* START RECORDS FOR THIS TASK *

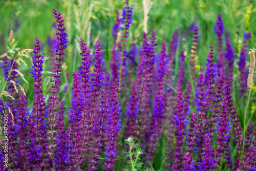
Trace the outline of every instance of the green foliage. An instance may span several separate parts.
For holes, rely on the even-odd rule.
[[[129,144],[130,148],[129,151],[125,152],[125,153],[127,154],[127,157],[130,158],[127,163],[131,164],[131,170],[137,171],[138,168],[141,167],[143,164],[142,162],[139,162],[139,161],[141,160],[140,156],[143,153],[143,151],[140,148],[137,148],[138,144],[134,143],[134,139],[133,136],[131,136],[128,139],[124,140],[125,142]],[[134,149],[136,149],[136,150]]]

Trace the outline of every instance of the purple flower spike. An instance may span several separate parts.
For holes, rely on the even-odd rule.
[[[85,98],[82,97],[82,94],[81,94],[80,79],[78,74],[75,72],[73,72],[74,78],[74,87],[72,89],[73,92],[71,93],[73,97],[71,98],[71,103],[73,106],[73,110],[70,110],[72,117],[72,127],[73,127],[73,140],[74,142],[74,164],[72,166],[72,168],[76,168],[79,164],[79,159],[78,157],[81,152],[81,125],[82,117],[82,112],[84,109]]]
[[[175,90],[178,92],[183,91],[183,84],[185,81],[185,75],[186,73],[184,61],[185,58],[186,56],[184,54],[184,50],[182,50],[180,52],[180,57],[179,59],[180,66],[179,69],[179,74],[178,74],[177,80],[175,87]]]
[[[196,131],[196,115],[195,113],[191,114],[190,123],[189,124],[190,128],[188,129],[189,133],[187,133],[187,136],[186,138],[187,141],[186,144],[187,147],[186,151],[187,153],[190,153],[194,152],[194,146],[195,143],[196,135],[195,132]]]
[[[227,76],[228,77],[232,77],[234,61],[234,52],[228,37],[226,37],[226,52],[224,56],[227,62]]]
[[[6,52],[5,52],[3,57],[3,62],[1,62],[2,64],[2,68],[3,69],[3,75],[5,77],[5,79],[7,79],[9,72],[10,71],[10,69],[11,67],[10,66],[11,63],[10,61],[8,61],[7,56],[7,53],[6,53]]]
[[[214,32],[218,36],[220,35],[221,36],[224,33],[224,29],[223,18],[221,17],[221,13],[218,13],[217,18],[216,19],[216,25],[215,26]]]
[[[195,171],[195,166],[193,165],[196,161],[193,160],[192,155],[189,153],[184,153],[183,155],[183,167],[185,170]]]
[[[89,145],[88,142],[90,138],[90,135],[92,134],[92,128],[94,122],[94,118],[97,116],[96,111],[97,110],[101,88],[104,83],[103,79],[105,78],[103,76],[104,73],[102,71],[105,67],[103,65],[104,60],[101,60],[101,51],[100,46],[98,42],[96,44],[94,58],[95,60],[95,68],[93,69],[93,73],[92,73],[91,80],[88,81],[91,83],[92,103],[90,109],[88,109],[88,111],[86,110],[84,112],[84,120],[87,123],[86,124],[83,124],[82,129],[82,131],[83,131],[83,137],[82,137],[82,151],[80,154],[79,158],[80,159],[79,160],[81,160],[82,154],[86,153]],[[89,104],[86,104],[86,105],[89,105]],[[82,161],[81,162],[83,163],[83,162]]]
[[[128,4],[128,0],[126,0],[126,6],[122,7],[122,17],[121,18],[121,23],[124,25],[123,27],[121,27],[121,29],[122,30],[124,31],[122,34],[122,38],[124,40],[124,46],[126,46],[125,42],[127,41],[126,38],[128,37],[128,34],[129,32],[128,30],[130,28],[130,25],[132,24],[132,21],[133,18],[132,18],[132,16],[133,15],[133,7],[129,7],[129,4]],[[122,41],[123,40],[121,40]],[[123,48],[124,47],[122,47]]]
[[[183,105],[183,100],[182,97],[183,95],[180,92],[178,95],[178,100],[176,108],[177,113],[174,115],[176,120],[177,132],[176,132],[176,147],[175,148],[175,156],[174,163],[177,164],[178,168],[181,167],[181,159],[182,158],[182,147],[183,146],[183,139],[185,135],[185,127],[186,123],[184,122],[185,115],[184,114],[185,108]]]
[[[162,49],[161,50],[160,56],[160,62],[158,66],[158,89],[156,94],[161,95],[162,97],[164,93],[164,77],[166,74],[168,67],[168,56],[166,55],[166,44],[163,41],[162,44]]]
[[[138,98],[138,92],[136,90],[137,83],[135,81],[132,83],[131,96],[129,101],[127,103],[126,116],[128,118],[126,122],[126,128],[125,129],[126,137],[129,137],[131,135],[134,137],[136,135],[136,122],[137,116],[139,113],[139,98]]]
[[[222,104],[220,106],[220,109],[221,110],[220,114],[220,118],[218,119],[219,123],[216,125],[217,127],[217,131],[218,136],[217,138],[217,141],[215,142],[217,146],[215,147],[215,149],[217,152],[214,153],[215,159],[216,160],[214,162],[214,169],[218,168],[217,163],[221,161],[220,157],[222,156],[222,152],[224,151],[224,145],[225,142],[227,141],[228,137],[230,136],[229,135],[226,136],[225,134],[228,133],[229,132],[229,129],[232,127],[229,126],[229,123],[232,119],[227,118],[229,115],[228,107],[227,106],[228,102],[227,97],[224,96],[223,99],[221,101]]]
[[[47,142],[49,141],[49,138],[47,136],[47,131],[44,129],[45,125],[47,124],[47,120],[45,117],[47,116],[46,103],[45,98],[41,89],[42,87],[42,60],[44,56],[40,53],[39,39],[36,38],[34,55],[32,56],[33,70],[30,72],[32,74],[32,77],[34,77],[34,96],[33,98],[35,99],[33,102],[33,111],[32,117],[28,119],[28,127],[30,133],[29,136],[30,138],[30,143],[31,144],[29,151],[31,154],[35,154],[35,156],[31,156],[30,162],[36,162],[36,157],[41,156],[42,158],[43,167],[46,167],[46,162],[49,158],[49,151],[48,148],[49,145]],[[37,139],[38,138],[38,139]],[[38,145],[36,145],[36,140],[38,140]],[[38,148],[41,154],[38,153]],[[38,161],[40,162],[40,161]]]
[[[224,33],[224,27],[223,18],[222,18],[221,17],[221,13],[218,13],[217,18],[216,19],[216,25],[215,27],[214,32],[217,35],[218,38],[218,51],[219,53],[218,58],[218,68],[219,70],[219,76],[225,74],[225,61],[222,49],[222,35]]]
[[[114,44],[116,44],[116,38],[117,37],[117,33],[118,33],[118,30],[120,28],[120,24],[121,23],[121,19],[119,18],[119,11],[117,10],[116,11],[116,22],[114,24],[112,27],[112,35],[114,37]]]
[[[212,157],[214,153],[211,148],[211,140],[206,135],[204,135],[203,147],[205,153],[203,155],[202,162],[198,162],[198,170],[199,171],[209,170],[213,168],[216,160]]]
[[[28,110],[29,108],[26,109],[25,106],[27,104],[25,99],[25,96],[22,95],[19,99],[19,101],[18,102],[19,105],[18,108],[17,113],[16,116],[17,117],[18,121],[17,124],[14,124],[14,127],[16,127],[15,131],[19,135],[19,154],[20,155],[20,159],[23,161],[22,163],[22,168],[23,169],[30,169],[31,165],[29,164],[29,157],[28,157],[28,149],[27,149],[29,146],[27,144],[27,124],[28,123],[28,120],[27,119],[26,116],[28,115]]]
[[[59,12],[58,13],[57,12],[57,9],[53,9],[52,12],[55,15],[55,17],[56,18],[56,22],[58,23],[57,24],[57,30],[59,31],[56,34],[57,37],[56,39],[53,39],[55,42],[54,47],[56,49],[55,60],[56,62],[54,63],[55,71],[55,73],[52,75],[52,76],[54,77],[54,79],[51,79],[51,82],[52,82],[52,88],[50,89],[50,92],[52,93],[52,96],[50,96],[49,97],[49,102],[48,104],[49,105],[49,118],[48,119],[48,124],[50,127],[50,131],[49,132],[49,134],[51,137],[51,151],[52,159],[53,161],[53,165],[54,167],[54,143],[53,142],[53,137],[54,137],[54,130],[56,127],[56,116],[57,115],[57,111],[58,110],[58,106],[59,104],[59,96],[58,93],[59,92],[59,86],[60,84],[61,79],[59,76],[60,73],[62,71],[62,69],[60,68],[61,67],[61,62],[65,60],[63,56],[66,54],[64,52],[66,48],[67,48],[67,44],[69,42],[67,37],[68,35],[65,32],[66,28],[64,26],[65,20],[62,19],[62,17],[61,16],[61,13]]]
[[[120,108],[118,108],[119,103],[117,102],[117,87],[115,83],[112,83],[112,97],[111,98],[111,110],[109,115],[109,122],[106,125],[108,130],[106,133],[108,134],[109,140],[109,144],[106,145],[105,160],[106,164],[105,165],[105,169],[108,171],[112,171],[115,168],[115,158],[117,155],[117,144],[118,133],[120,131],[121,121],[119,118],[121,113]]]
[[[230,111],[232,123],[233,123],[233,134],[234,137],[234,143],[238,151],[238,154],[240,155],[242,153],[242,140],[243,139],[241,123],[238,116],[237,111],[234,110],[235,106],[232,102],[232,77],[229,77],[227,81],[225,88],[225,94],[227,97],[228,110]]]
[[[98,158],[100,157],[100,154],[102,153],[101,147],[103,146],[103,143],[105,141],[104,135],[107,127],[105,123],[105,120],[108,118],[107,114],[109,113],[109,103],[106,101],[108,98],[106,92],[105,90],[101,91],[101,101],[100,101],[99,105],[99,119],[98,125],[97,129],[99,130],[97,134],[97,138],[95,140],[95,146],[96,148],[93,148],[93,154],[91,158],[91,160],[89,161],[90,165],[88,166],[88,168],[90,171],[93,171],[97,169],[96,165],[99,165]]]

* END RECORDS FOR THIS TASK *
* START RECORDS FOR THIS TASK *

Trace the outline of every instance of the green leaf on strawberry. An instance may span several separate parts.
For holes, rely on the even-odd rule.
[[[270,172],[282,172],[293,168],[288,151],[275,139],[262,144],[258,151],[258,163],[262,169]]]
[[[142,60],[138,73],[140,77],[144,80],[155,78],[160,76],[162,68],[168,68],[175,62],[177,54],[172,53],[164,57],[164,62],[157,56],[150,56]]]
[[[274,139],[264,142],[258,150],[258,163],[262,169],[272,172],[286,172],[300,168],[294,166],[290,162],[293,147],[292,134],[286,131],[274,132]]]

* END RECORDS FOR THIS TASK *

-- YOUR OBJECTIVE --
Pull out each line of the listing that has the word "span" in it, and copy those lines in their original order.

-- WRITTEN SOLUTION --
Trace the outline of every instance of the green foliage. An instance may span several separate parts.
Trace the outline of every instance of the purple flower spike. An instance may span several separate parts.
Trace the outline of every instance of the green leaf on strawberry. An instance may span several separate parts.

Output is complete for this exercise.